======== Estratto del documento ========

Corte di Cassazione, ordinanza n. 20368 depositata il 14 luglio 2023
principio di specificità – nullità dell’atto notificato se mancante di pagine
RILEVATO CHE
– La Commissione tributaria provinciale di Catania accoglieva il ricorso proposto dalla società C.M.C. p.a. avverso il ruolo e la cartella di pagamento emessa a seguito di controllo automatizzato ex artt. 36-bis d.P.R. n. 600 del 1973 e 54-bis del d.P.R. n. 633 del 1972, riguardante imposte dirette e IVA, relative all’anno 2006;
– con la sentenza indicata in epigrafe, la Commissione tributaria regionale della Sicilia – sezione staccata di Catania accoglieva l’appello proposto da Riscossione Sicilia s.p.a, rilevando, in sintesi, che:
– la società contribuente non aveva eccepito l’omessa notificazione della cartella impugnata, ma la mancanza della relata di notifica di cui all’art. 148 cod. proc. civ., sostenendo l’inesistenza o comunque la nullità insanabile dell’atto notificato;
– la dedotta omissione non integrava un vizio così radicale dell’atto impugnato, trattandosi di una mera irregolarità formale sanata dal raggiungimento dello scopo ai sensi dell’art. 156 cod. proc. civ., applicabile anche con riferimento alla notificazione degli atti fiscali, avendo la contribuente tempestivamente proposto il ricorso;
– dalla copia della relata di notificazione allegata agli atti di causa, peraltro, si evinceva che la cartella era stata notificata presso la sede della società contribuente, indicata negli atti processuali dalla stessa società, la notifica era stata eseguita dall’ufficiale della riscossione abilitato ex l. n. 56 del 1951 e ritirata da un soggetto qualificatosi come impiegato della società, addetto alla ricezione degli atti, che ha apposto la propria firma per ricevuta;
– infondati erano anche gli altri motivi, in quanto la cartella di pagamento era motivata secondo le prescrizioni di cui al d.m. 14 luglio 1992;
– la nullità della cartella notificata al contribuente consegue ad ogni modo solo alla mancata indicazione degli elementi previsti dall’art. 25 del P.R. n. 602 del 1973, fra cui non vi è quello relativo alla mancata sottoscrizione, essendo sufficiente che dai dati contenuti nella cartella sia possibile individuare l’autorità da cui l’atto proviene e detto elemento non era stato nella specie contestato;
– nella cartella risultavano indicati sia il responsabile del procedimento di iscrizione a ruolo sia il responsabile di emissione e di notificazione della stessa cartella di pagamento;
– la soc. C.M.C. s.p.a. impugnava la sentenza della CTR con ricorso per cassazione, affidato a quattro motivi;
– Riscossione Sicilia S.p.a. è rimasta intimata.

======== Voci fornite ========

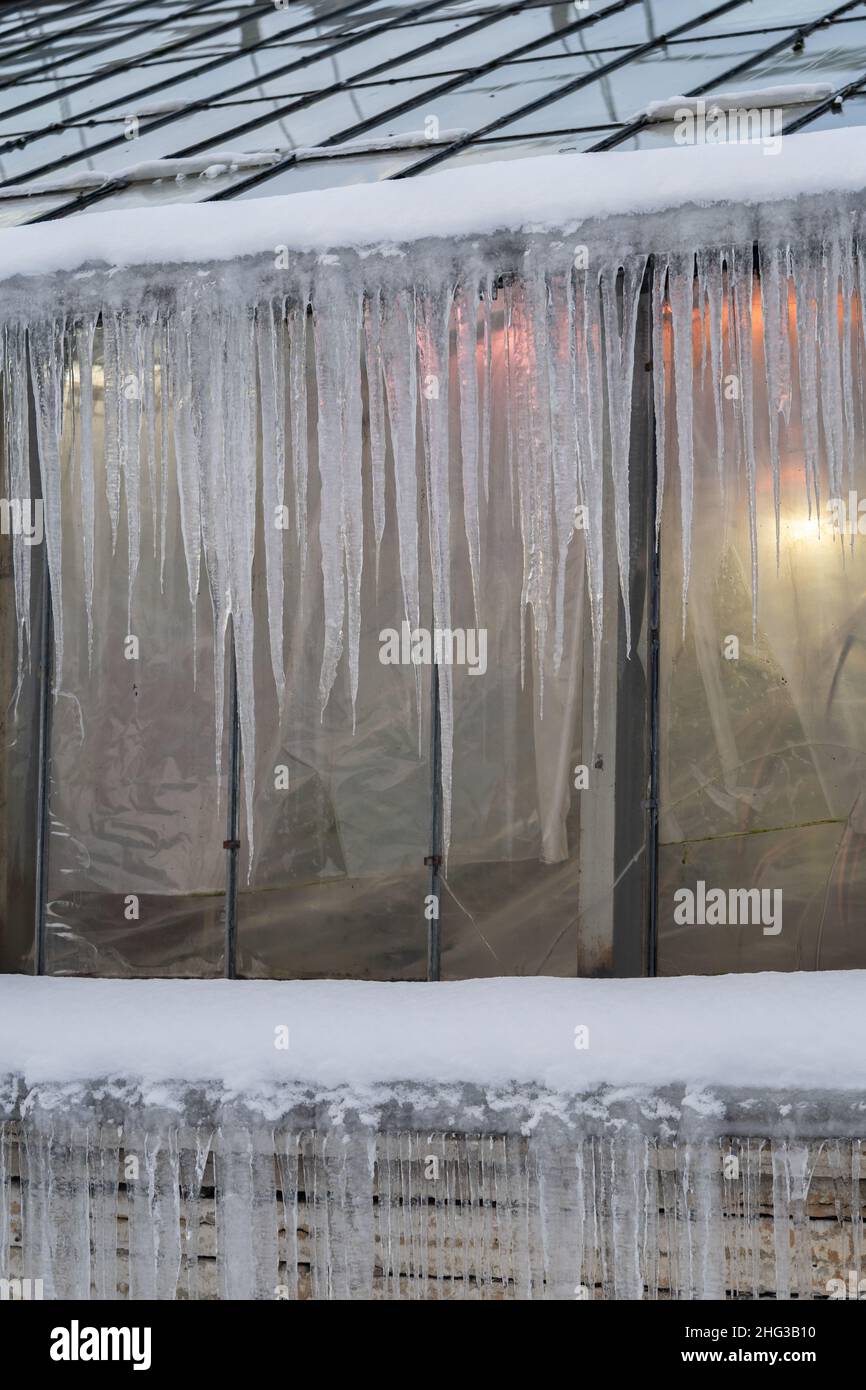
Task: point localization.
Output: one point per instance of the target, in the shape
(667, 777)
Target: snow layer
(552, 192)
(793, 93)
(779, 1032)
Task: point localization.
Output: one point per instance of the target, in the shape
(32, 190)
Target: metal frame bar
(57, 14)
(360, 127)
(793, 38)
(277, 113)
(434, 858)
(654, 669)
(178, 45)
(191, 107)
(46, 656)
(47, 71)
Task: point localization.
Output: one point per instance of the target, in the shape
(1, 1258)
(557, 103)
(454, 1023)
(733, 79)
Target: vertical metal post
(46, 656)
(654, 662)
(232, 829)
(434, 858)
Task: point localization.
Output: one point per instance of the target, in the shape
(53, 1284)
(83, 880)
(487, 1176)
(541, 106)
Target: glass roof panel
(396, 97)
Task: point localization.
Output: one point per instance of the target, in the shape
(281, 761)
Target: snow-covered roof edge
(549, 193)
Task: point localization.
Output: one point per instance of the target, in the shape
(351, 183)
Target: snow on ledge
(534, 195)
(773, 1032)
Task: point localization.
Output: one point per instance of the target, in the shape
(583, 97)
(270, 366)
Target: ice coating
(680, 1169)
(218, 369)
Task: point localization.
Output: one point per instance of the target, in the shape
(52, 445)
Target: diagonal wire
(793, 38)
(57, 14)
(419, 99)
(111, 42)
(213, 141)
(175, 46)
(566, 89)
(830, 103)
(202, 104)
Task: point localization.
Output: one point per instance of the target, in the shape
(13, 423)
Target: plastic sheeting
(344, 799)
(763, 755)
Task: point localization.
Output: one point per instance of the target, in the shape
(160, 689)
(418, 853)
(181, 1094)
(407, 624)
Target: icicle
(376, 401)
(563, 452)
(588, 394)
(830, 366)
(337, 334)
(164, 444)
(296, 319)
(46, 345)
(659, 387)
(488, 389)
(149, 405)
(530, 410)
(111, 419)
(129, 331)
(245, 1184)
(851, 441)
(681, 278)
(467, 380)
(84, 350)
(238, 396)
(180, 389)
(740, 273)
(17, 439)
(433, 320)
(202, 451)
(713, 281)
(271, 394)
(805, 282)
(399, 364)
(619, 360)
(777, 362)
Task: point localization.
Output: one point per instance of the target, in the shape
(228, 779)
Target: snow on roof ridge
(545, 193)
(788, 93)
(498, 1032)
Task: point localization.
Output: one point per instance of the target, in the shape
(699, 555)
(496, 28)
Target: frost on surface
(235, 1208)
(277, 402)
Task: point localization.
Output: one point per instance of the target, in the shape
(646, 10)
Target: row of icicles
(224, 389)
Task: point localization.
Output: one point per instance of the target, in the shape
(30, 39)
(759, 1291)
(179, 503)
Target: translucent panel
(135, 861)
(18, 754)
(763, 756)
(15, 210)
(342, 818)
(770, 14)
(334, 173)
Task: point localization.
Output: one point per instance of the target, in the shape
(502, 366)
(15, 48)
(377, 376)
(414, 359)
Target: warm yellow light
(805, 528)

========

### Cosa fare
1. Traduci in inglese la seguente frase dell'ordinanza della Cassazione: «Riscossione Sicilia S.p.a. è rimasta intimata.»
2. Riporta ogni riga delle voci in cui compare la parola "metal".

### Soluzioni dell'esercizio
1. Riscossione Sicilia S.p.a. was served but did not enter an appearance.

2.
Target: metal frame bar
Target: vertical metal post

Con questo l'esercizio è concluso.